→ Data shown:
-- Start --

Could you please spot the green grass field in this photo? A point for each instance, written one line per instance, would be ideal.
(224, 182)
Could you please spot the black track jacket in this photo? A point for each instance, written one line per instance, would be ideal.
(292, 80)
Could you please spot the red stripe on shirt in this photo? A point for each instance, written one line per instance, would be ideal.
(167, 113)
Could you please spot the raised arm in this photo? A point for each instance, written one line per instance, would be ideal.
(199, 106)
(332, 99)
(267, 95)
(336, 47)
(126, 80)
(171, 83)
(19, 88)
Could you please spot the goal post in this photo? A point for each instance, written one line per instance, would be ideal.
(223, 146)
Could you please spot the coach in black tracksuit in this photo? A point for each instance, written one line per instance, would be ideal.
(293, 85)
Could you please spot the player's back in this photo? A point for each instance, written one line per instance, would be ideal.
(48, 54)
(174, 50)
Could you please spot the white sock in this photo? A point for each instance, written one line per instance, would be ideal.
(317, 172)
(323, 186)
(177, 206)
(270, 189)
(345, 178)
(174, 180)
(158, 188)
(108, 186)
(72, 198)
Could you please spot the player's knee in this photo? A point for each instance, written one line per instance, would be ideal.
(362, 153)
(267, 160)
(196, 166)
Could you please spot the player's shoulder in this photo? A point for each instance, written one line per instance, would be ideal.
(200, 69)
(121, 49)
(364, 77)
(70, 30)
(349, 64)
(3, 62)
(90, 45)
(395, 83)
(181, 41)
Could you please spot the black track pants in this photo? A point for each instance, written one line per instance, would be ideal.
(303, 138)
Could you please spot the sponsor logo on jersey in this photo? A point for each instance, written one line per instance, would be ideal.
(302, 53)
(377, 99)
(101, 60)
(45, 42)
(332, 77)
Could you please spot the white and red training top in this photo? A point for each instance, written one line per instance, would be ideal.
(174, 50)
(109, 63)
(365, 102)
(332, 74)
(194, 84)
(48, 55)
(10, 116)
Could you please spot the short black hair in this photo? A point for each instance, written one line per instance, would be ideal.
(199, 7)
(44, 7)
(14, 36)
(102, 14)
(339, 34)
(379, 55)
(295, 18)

-- End --

→ Short exercise:
Lay out all of the items above as a two-column CSV headed item_text and answer, with one row per item. Put each item's text and its full answer in one quoted field each, and replace any line breaks with spaces.

→ Response to this exercise:
item_text,answer
"Could you please spot the green grass field in this photo? A point for each instance, written one line per instance, would be ideal.","(224, 182)"
"Could you please spot the black track jacket in this photo? A point for each instance, written one line per instance, would be ideal.","(292, 80)"
"Could you please spot the red stripe on shirt in this photo? A point for each instance, written one line per instance, would be ideal.","(167, 113)"
"Could you please spot the raised arm in this photo? A point for each instance, written one line per instance, would be ideal.","(199, 106) (332, 99) (267, 95) (336, 47) (126, 80) (171, 83) (19, 88)"
"Could you please spot the goal post in this photo? A point for each instance, written one line per instance, would be ideal.","(223, 146)"
"Could you please spot the coach in black tracksuit in this photo? A point for each instance, written one line per instance, would be ideal.","(293, 85)"
"Could you please spot the player's back in this photo? A point for each instance, written one line per instance, would be ideal.","(48, 54) (174, 50)"
"Could you please spot the white sock in this photo? A point for each instance, written one line per instance, would be ideal.","(317, 172) (323, 186) (177, 206) (270, 189) (345, 178) (174, 180) (158, 188) (108, 186) (72, 198)"
"Could you please spot the player's knee in this photo? A point for each instance, written one line per instance, would be ideal.","(362, 153) (267, 160) (196, 166)"
"Could you please spot the player's shoulder in this photo? A point for each instance, written one line per instance, would be ideal.","(200, 69) (121, 49) (364, 77) (70, 30) (349, 64) (3, 62) (90, 45) (395, 83) (181, 41)"
"Could you please spot the black track pants in this photo? A point for each instance, written one line per instance, would be ideal.","(303, 138)"
"Could you please spot the sponsor logo on jersey in this photo? A point for each instance, written one line per instance, would be ideal.","(302, 53) (377, 99) (101, 60) (45, 42) (332, 77)"
"Could you please spot the white and red training top in this photo? A point for each instance, written one line per instance, would be ideal.","(174, 50) (109, 63) (365, 102) (332, 74) (194, 84) (48, 55) (10, 116)"
"Could you please spot the short black hair in this photo? A point for each instance, written one line per instance, would be ideal.","(199, 7) (44, 7) (14, 36) (102, 14) (339, 34) (379, 55) (295, 18)"